DO THIS — The required output is the exact sequence of lines from the line holding "[mark] the overcast" to the end of the records, inclusive.

RECORDS SUPPLIED —
○ ○ ○ ○ ○

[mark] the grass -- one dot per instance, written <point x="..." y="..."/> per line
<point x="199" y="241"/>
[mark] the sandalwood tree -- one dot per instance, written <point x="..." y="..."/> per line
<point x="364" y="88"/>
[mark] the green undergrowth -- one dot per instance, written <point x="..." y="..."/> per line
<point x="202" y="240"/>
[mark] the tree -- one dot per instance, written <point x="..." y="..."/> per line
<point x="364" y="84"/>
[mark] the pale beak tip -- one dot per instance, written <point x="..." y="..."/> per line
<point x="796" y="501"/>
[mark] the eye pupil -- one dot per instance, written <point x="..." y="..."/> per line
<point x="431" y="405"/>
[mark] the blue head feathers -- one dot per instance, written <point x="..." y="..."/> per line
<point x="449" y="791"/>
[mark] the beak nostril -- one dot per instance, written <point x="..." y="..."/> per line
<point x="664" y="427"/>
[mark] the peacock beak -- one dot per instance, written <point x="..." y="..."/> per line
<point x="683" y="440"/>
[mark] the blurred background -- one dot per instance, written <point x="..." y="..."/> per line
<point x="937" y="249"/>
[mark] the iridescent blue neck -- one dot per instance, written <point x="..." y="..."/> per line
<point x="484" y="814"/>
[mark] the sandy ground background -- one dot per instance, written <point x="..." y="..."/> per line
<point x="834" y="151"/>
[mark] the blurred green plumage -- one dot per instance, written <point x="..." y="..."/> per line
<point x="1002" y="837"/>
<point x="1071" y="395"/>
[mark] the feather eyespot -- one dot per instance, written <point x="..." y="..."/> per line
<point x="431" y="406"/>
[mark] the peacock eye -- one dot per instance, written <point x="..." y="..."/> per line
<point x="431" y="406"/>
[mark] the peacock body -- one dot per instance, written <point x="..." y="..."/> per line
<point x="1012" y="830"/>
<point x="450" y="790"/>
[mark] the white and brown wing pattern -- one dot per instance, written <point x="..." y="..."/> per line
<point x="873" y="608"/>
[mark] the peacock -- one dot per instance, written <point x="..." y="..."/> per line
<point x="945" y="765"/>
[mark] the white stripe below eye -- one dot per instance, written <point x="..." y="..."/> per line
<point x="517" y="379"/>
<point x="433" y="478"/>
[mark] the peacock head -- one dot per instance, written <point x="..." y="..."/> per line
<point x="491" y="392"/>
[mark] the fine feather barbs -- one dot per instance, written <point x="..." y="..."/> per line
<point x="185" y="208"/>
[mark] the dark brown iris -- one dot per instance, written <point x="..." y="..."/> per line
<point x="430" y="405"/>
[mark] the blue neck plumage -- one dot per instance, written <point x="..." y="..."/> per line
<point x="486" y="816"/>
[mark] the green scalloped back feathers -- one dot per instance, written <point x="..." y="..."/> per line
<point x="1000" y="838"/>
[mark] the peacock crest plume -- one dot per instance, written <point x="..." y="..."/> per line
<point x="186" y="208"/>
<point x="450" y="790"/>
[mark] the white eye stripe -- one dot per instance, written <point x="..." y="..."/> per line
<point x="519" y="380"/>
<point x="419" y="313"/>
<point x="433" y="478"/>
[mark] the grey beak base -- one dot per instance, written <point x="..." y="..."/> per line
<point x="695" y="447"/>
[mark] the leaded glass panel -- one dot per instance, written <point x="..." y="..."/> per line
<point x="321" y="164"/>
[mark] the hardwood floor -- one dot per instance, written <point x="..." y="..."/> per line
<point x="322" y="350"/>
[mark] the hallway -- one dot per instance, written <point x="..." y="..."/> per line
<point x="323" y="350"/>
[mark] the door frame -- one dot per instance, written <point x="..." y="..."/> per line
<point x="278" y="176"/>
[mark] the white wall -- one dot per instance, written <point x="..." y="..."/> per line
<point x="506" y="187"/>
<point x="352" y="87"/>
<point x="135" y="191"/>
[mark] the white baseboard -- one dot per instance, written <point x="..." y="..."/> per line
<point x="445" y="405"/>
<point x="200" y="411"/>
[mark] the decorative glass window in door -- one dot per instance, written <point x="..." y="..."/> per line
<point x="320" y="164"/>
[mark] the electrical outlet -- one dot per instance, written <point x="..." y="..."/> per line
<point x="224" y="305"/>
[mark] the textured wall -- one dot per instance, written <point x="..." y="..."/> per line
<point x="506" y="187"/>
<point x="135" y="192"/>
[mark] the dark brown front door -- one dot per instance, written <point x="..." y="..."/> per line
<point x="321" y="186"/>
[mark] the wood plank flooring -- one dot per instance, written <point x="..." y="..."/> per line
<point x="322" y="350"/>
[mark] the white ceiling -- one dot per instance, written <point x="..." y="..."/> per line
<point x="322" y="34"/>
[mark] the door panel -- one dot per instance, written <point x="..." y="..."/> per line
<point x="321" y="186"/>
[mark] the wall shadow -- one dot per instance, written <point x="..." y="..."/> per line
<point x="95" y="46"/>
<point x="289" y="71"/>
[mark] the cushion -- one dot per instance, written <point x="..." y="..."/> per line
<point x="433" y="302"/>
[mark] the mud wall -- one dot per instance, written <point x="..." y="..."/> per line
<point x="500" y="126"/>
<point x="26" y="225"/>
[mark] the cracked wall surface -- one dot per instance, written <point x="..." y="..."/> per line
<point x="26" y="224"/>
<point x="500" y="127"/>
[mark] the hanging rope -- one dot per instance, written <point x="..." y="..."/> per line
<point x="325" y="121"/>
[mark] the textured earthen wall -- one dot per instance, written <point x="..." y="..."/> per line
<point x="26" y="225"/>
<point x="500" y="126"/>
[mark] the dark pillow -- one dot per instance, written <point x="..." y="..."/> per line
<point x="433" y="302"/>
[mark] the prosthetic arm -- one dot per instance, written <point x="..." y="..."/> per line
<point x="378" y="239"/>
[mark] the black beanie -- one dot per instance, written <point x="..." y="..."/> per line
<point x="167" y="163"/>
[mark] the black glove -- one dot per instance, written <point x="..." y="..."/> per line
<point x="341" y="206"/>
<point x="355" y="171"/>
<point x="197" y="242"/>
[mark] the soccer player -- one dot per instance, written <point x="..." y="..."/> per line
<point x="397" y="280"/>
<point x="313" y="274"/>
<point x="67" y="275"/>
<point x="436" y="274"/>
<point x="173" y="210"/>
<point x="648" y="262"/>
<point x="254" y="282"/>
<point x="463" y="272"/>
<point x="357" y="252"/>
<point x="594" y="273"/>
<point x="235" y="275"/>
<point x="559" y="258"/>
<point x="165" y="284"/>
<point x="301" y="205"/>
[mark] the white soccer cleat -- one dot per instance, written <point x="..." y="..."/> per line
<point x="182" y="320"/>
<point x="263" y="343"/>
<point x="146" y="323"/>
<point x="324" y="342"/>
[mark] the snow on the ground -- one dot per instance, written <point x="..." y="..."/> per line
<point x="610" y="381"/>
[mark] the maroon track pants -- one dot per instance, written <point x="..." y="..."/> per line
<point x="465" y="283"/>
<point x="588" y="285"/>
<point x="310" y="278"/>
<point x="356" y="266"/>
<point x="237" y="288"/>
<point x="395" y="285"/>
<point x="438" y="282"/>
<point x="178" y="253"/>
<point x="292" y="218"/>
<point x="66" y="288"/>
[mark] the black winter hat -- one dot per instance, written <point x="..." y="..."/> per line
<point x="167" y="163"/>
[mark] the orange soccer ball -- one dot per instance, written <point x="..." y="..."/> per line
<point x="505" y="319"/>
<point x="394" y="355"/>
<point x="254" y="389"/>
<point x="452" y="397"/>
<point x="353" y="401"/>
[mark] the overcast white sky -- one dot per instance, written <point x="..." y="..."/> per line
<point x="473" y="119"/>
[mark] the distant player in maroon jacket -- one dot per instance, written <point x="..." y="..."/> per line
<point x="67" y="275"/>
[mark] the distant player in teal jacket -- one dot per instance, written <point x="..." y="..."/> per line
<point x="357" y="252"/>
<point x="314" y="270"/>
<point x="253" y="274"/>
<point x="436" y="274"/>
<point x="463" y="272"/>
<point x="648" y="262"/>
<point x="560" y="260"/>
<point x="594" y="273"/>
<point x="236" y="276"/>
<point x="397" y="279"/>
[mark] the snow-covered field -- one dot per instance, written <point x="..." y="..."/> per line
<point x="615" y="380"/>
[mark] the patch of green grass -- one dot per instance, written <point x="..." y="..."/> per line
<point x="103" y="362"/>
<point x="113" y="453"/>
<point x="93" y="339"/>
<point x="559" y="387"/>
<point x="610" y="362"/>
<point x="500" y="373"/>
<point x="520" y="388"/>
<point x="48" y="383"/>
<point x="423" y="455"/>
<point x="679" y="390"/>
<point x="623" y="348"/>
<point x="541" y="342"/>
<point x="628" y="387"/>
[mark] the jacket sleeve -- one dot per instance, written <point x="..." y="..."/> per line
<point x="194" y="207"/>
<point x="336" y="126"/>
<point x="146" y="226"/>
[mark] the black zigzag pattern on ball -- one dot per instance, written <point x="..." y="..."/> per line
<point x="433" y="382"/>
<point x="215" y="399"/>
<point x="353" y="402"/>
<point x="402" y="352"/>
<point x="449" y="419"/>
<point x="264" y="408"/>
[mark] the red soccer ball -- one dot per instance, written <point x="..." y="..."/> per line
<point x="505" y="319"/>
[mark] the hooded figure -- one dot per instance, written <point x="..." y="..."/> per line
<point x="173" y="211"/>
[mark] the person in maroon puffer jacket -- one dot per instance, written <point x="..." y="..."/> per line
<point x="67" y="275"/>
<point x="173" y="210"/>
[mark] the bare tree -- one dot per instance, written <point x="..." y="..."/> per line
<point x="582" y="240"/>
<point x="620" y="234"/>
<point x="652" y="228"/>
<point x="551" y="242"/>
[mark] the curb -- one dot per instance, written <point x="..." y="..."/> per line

○ ○ ○ ○ ○

WRITTEN SOLUTION —
[mark] the overcast white sky -- one dot per instance, written <point x="..." y="..."/> per line
<point x="473" y="119"/>
[mark] the distant player in maroon jacket -- one dot per instance, written <point x="..." y="..."/> per line
<point x="67" y="275"/>
[mark] the distant player in teal jacket -- one dot per instance, written <point x="..." y="..."/> per line
<point x="357" y="252"/>
<point x="314" y="270"/>
<point x="253" y="274"/>
<point x="436" y="274"/>
<point x="463" y="272"/>
<point x="648" y="262"/>
<point x="560" y="260"/>
<point x="594" y="273"/>
<point x="236" y="276"/>
<point x="397" y="279"/>
[mark] the snow-covered field -- one dot per instance, written <point x="..." y="..."/> per line
<point x="615" y="380"/>
[mark] the patch of green grass -- one dot per instance, written <point x="..." y="..."/> per line
<point x="103" y="362"/>
<point x="113" y="453"/>
<point x="93" y="339"/>
<point x="559" y="387"/>
<point x="610" y="362"/>
<point x="500" y="373"/>
<point x="520" y="388"/>
<point x="48" y="383"/>
<point x="423" y="455"/>
<point x="679" y="390"/>
<point x="623" y="348"/>
<point x="541" y="342"/>
<point x="628" y="387"/>
[mark] the jacket sleeve -- one dot per instance, written <point x="..." y="..."/> per line
<point x="194" y="207"/>
<point x="336" y="126"/>
<point x="146" y="226"/>
[mark] the black zigzag pattern on ball -- one dot per instance, written <point x="..." y="..."/> per line
<point x="433" y="382"/>
<point x="215" y="399"/>
<point x="353" y="402"/>
<point x="402" y="352"/>
<point x="449" y="419"/>
<point x="264" y="408"/>
[mark] the red soccer ball -- one dot per instance, written <point x="..." y="..."/> per line
<point x="505" y="319"/>
[mark] the hooded figure -- one dot per instance, written <point x="..." y="..."/> per line
<point x="173" y="211"/>
[mark] the person in maroon puffer jacket -- one dot per instance, written <point x="..." y="..."/> per line
<point x="67" y="275"/>
<point x="173" y="210"/>
[mark] the bare tree -- one dot per instance, written <point x="..." y="..."/> per line
<point x="582" y="240"/>
<point x="620" y="234"/>
<point x="652" y="228"/>
<point x="551" y="242"/>
[mark] the curb -- one dot per instance, written <point x="..." y="..."/> per line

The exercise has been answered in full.